Aim of the exercise:
Could you turn each line of the listing below into a numbered list, skipping any blank lines and leaving the pictures out?
**** Task input ****
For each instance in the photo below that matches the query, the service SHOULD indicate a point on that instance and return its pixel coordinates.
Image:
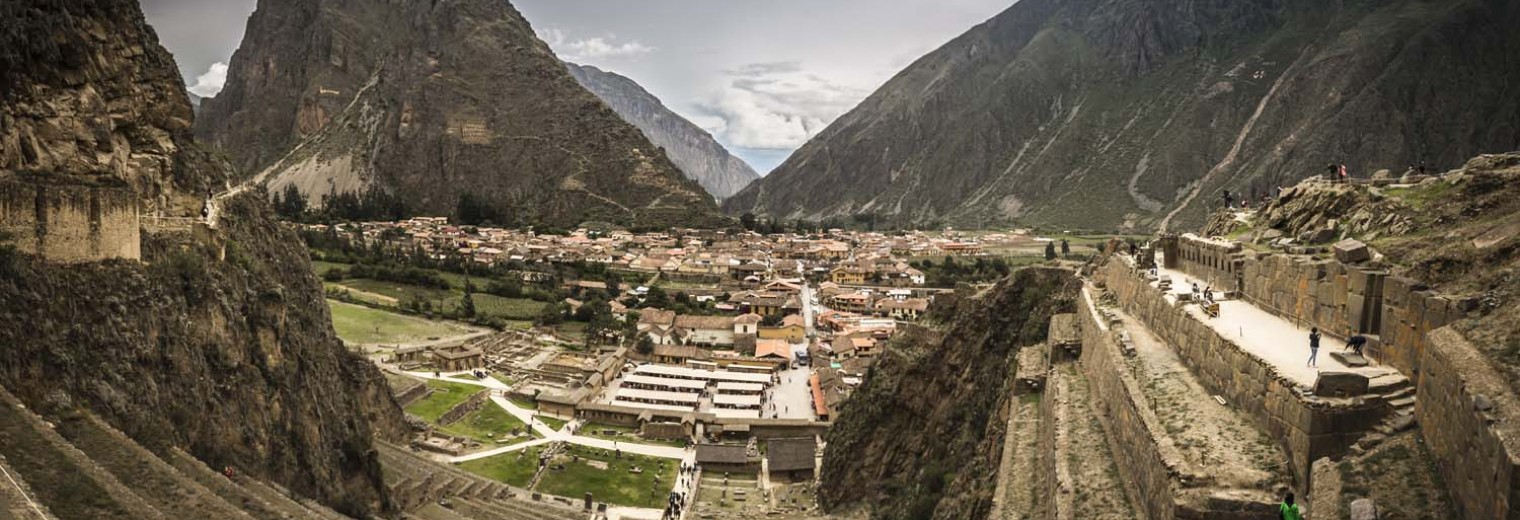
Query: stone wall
(1339, 298)
(1130, 424)
(1216, 262)
(1052, 478)
(1467, 412)
(70, 224)
(464, 408)
(1307, 426)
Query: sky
****
Exercise result:
1. For each instance in the photo below that matches the query, the service SHOULD indicate a point on that instance and return its pixel coordinates.
2. Image:
3. Query: stone wall
4. (1339, 298)
5. (1130, 424)
6. (1216, 262)
7. (1052, 478)
8. (1467, 412)
9. (70, 224)
10. (464, 408)
11. (1307, 426)
12. Query: sky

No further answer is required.